— Begin TEXT —

2. Whilst admitting the restriction on the suit land the Defendant denied the Plaintiffs claim and averred that the restriction was placed to protect the interests of the public as the suit land is earmarked for public use. It denied allocating the land to the Plaintiff. Further it averred that the suit is defective, incompetent and an abuse of the process of the Court. The jurisdiction of the Court is denied on the ground that the Plaintiff should have filed a judicial review to challenge the decision of the National Liaison Committee and the District Liaison Committee. The Court was urged to strike out the Plaintiff’s suit on that account.
3. At the hearing the Plaintiff informed that Court that she is duly registered owner of the suit land. she produced a copy of the title registered in her name on the 5/1/93. On the 2/11/1990 she was issued with a letter of allotment for LOC7 /GAKOIGO/1388/1 for a tenure of 99 years with effect from 1/11/1990 at Maragua Market of Kigumo Division. The plot was allocated by the Plot allocation committee under Min No. 4/88 at its meeting held on 22/7/88. On the 30/12/92 a lease for LOC7/GAKOIGO/1388/69 was issued in her name paving way for the registration of the title dated 5/1/1993.

— End TEXT —

■ PROBLEM 1: In the court judgment, on what date was the title to the suit land registered in the Plaintiff's name?
■ PROBLEM 2: Pick up the court judgment after its final sentence and carry it forward.

— Begin DATA LINES —

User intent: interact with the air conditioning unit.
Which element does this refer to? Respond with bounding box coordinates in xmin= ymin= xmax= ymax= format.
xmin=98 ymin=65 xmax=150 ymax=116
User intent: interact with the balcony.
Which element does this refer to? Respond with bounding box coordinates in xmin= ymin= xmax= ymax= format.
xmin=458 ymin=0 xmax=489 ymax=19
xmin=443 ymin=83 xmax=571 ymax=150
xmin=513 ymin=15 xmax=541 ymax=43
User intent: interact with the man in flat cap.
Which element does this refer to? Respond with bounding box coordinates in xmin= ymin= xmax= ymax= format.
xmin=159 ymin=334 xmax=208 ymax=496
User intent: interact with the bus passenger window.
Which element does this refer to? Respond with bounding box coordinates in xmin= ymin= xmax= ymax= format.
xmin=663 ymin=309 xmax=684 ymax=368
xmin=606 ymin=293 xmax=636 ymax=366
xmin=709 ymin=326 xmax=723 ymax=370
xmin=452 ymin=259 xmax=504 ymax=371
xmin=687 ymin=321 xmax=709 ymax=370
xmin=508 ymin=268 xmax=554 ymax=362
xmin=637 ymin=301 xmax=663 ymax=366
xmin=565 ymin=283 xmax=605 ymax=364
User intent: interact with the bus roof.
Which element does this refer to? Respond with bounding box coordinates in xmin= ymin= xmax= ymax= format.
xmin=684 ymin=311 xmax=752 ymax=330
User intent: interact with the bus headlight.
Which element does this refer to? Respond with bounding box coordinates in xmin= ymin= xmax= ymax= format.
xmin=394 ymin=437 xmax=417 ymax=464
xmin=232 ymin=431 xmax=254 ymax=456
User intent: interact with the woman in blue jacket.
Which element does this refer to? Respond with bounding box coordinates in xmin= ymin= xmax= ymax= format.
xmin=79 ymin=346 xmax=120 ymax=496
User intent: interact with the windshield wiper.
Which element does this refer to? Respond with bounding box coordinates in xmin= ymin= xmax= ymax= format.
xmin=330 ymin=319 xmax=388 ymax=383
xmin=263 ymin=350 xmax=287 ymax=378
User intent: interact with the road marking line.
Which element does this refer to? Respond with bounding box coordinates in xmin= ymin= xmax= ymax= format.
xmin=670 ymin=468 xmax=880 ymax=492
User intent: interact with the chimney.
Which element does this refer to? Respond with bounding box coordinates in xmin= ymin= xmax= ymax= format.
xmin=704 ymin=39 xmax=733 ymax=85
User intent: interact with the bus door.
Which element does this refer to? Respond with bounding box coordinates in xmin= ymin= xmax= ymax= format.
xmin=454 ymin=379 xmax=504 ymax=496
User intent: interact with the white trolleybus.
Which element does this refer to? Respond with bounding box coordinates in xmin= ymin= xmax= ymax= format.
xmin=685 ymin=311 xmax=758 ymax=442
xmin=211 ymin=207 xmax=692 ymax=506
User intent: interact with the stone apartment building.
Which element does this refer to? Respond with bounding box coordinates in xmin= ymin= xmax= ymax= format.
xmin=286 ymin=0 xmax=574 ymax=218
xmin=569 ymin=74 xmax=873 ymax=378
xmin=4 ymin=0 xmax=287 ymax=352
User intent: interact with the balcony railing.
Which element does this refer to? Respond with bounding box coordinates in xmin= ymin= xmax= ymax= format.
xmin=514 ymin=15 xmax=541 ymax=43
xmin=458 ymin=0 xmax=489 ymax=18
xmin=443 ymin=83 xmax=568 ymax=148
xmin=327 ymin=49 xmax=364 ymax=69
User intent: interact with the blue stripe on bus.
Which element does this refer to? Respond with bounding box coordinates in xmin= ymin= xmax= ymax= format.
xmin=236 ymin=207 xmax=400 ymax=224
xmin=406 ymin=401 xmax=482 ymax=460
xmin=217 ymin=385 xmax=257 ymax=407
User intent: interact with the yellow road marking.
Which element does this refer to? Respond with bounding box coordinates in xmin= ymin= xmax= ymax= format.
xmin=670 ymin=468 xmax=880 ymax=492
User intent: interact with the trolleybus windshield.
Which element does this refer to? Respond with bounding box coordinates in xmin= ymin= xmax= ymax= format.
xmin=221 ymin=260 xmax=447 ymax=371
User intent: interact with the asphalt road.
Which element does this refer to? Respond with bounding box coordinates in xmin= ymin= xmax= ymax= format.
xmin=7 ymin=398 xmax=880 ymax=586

— End DATA LINES —

■ TASK RESPONSE 1: 5/1/1993

■ TASK RESPONSE 2:
4. That in 2012 she found out that the Defendant has registered a restriction on the suit land on 13/2/12 vide a letter to the Land Registrar dated 7/2/2011 alleging that the title could have been fraudulently acquired. Shocked by this development she wrote a letter on 20/3/12 to the council asking them to remove the restriction. On the 4/4/2012 her lawyers on record Messrs J N Mbuthia & Company wrote another letter to the Town Clerk of Maragua demanding the removal of the restriction within 14 days or legal action would commence against the Defendant thereafter. On the 16/4/2012 vide the Town Clerk, the Defendant responded and advised the Plaintiff to liaise with the National Liaison Committee and appeal the decision of the District Liaison committee. She testified that she did not receive any summons to appear before the committee nor participated in any of their proceedings. She stated that she had no knowledge that the suit land is public utility plot. She stated that the suit land is adjacent to other public utility plots. She stated that though her husband was the Clerk to the County Council of Muranga, the restriction was placed after he left office. She stated that her husband was not involved in any misdeed in respect to the allocation of the suit land to her. The suit land was signed by the then Clerk of Muranga County Council, namely PM Njoroge.
5. Further she stated that the issue between the Salvation Army Church and the council regarding repossession of the original land did not involve her as that happened way back in 1974 and had no knowledge of the same. She further clarified that the allotment letter described the plot as LOC7 /GAKOIGO/1388/1 but the lease and the title bear LOC7 /GAKOIGO/1388/69. She stated that the letter of allotment could have mistakenly referred to the suit as LOC7 /GAKOIGO/1388/1 instead of LOC7 /GAKOIGO/1388/69.
6. The Defendants Advocate on record did not call any witness and relied entirely on its pleadings and the list of documents dated 9/8/12.
7. The parties elected to file written submissions which I have read and considered.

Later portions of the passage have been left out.